>> begin

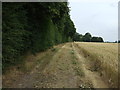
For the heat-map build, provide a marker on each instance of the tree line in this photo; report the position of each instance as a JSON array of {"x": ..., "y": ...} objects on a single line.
[
  {"x": 87, "y": 38},
  {"x": 33, "y": 27}
]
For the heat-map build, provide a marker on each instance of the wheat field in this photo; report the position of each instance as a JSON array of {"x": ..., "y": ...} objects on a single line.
[{"x": 105, "y": 56}]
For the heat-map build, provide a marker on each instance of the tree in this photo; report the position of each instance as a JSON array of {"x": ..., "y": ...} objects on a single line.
[{"x": 87, "y": 37}]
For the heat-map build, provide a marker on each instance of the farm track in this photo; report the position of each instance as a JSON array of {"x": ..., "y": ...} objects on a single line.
[{"x": 66, "y": 68}]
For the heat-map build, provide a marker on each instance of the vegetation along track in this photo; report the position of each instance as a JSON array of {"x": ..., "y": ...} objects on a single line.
[{"x": 64, "y": 66}]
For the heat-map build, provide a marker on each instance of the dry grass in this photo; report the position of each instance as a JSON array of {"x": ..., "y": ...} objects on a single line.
[{"x": 104, "y": 59}]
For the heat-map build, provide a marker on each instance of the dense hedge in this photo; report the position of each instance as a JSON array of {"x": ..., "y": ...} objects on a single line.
[{"x": 33, "y": 27}]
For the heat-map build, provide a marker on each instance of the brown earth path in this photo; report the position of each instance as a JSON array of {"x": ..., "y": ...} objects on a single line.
[{"x": 67, "y": 68}]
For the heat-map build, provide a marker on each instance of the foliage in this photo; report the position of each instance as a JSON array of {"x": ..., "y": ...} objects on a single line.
[{"x": 33, "y": 27}]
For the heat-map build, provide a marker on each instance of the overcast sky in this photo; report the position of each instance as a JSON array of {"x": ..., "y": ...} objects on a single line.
[{"x": 99, "y": 17}]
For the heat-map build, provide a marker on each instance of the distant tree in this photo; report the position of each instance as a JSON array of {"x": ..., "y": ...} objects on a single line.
[
  {"x": 118, "y": 41},
  {"x": 94, "y": 39},
  {"x": 78, "y": 37},
  {"x": 100, "y": 39},
  {"x": 87, "y": 37}
]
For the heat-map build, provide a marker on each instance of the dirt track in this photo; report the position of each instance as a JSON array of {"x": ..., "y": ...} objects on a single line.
[{"x": 66, "y": 68}]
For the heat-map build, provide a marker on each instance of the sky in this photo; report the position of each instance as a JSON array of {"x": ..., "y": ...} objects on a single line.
[{"x": 98, "y": 17}]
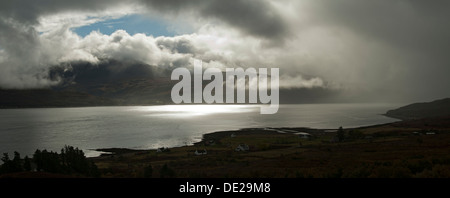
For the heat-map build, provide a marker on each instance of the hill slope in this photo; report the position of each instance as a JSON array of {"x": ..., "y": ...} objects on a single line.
[{"x": 436, "y": 108}]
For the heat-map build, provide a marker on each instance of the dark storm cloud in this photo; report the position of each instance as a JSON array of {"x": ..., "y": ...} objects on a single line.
[
  {"x": 254, "y": 17},
  {"x": 374, "y": 48},
  {"x": 181, "y": 45}
]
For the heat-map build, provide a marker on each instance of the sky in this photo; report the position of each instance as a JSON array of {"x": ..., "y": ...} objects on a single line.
[{"x": 383, "y": 50}]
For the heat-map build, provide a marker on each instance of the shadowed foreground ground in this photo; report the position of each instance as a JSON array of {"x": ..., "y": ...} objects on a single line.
[{"x": 403, "y": 149}]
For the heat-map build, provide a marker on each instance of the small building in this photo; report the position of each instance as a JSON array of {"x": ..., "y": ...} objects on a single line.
[
  {"x": 197, "y": 152},
  {"x": 242, "y": 147},
  {"x": 303, "y": 135},
  {"x": 162, "y": 149}
]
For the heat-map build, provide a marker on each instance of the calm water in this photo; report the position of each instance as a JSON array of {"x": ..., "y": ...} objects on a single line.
[{"x": 25, "y": 130}]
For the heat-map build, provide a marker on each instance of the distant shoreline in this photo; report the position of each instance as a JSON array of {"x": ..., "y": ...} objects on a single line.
[{"x": 218, "y": 135}]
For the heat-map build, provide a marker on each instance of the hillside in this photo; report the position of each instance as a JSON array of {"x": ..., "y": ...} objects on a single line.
[{"x": 436, "y": 108}]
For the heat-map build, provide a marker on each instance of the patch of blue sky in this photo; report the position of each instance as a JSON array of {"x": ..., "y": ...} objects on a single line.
[{"x": 133, "y": 24}]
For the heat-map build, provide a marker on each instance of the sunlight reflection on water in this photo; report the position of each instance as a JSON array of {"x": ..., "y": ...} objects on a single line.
[{"x": 195, "y": 110}]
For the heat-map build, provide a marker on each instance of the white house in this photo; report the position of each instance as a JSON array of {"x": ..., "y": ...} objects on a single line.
[
  {"x": 242, "y": 147},
  {"x": 200, "y": 152}
]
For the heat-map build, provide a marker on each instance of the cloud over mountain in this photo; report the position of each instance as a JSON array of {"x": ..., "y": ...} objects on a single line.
[{"x": 384, "y": 49}]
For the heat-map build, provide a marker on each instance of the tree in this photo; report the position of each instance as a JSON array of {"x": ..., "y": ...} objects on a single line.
[
  {"x": 27, "y": 163},
  {"x": 166, "y": 172},
  {"x": 340, "y": 134},
  {"x": 5, "y": 158},
  {"x": 148, "y": 171}
]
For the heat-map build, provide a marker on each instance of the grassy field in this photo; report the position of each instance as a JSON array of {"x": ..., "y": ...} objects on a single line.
[{"x": 396, "y": 150}]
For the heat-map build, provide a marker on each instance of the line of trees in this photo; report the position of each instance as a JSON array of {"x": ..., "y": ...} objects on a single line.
[{"x": 70, "y": 161}]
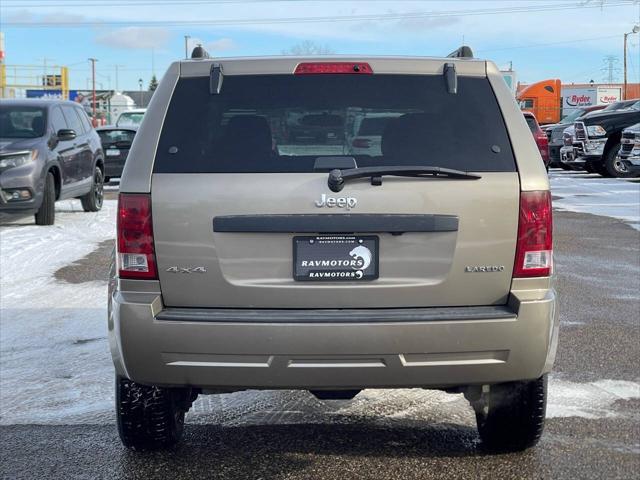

>> end

● **What you should do**
Can you print all of the material above word for word, leaving the pictures out?

● **Output below**
For the heat-map build, provide a marker on each instance of the tree line in this photo; report the position of each instance as a JSON array of {"x": ..., "y": ...} objects on a single line.
[
  {"x": 87, "y": 38},
  {"x": 33, "y": 27}
]
For the heat-map build, provide a marker on each instance of the wheat field in this photo; report the position of each instance as a JSON array of {"x": ..., "y": ...} objects on a single line.
[{"x": 105, "y": 56}]
For the heat-map build, provide a marker on each instance of the tree in this photo; report the position of each instance as a JSON array of {"x": ..., "y": ...} objects on a single line.
[{"x": 87, "y": 37}]
For the heat-map build, provide a marker on each instance of the farm track in this photo; report the position of each instance as a JSON array of {"x": ..., "y": ...} objects on a single line.
[{"x": 66, "y": 68}]
For the heat-map build, provide a marker on each instance of the vegetation along track in this photo; report the position of each instance as a JSON array of {"x": ..., "y": ...} objects on a single line.
[{"x": 64, "y": 66}]
For the heat-map build, provide a marker on each instance of the dry grass in this photo; report the position of each instance as a JSON array of {"x": ..., "y": ...} objects on a single line.
[{"x": 104, "y": 59}]
For the heat-map build, provide a marker on each instance of the dense hedge in this photo; report the position of each instance as a JSON array of {"x": ..., "y": ...} objects on a single line.
[{"x": 33, "y": 27}]
For the heat-map build, provide a marker on each instance of the brown earth path in this photo; report the position of each instance as a JSON array of {"x": ..., "y": ...} objects on a single line.
[{"x": 67, "y": 68}]
For the heat-map build, provide a marker on each instance of the foliage in this photo; report the position of each instance as a JSON array of {"x": ..., "y": ...} objects on a single line.
[{"x": 33, "y": 27}]
For the heat-map build, provide a marker on each instance of the overcast sky in this photo; report the position of each instance as a JSON array of {"x": ..., "y": ...} objects on a single line.
[{"x": 99, "y": 17}]
For the heat-map build, provide a marker on each instance of the distant tree in this photo; report the position of each instance as a JSON array of {"x": ..., "y": ...} objects on a single line.
[
  {"x": 118, "y": 41},
  {"x": 94, "y": 39},
  {"x": 78, "y": 37},
  {"x": 100, "y": 39},
  {"x": 87, "y": 37}
]
For the heat-map build, provide a marker on each instance of the dirt track in this photo; report the position of each instance as a JSON array of {"x": ..., "y": ...} objects on a single line.
[{"x": 66, "y": 68}]
For the heat-map build, provide a marker on each instance of the sky in this photo; report the position of each instance as a JSON array of {"x": ..., "y": ...} objects on a single line.
[{"x": 98, "y": 17}]
For the heat-map build, provide a marker on each instance of the hill slope in this photo; report the position of each instance as a JSON array of {"x": ..., "y": ...} objects on a single line.
[{"x": 436, "y": 108}]
For the heat-map build, provide a marker on each instance of the dark storm cloud in this photo; report the position of each instance as a JSON array of {"x": ..., "y": ...} objects on a single line.
[
  {"x": 254, "y": 17},
  {"x": 374, "y": 48},
  {"x": 181, "y": 45}
]
For the heat-map build, provide a marker on each instance of the sky in this photo; report the position of each instance as a JSON array of {"x": ..., "y": ...} objects on a single line.
[{"x": 383, "y": 50}]
For the heat-map build, provide a marker on each instance of the shadowed foreground ground in this photo; report the position of each instance as a JSON array of {"x": ..., "y": ...} objects on a single line.
[{"x": 403, "y": 149}]
For the heat-map build, provide a marker on each instance of the small building in this photo; report the position of each instance as a JSON array of {"x": ..., "y": ...} objects on a single line.
[
  {"x": 197, "y": 152},
  {"x": 242, "y": 147},
  {"x": 303, "y": 135},
  {"x": 162, "y": 149}
]
For the heat-map build, provide a marker on each instance of the calm water in this photo; report the position of each instance as a JSON array of {"x": ..., "y": ...} objects on a single line.
[{"x": 25, "y": 130}]
For the heat-map build, provide a marker on each instance of the distant shoreline in this photo; report the position of each instance as a JSON array of {"x": ..., "y": ...} objects on a single line.
[{"x": 218, "y": 135}]
For the heat-map build, provide a marker on each instance of the hillside in this photo; report the position of each instance as a JSON array of {"x": ..., "y": ...} objects on a single line.
[{"x": 436, "y": 108}]
For the heat-map build, provide a marker on each instance of the patch of blue sky in this photo; report the position of each instance as a JSON array of {"x": ..., "y": ...} objects on a single line.
[{"x": 133, "y": 24}]
For the heat-map build, provide a marker on each instance of the sunlight reflection on water in this photo; report the position of each instance as a JSON array of {"x": ..., "y": ...} objects on a single line.
[{"x": 195, "y": 110}]
For the heat-map build, provide a marker on each instance of the white house in this photo; report the position of each instance as a JSON array of {"x": ..., "y": ...} objects on a single line.
[
  {"x": 242, "y": 147},
  {"x": 200, "y": 152}
]
For the heat-map build, provide a marker on each instance of the cloud over mountain in this photo; report the position of each instance as a JSON array of {"x": ..., "y": ...} objects on a single line.
[{"x": 384, "y": 49}]
For the heat-map build, provide a marker on each instance of the tree in this photo; report the position of each instance as a JSON array of {"x": ..., "y": ...} objects on a single line.
[
  {"x": 27, "y": 163},
  {"x": 166, "y": 172},
  {"x": 340, "y": 134},
  {"x": 5, "y": 158},
  {"x": 148, "y": 171}
]
For the heat-map build, provide a marker on each instance of the grassy field in this photo; report the position of each instance as a JSON array of {"x": ..., "y": ...} objects on a single line.
[{"x": 396, "y": 150}]
For the heat-map build, provide a marker on each instance of the line of trees in this photo; report the position of each instance as a JSON array of {"x": ..., "y": ...} objects on a single line.
[{"x": 70, "y": 161}]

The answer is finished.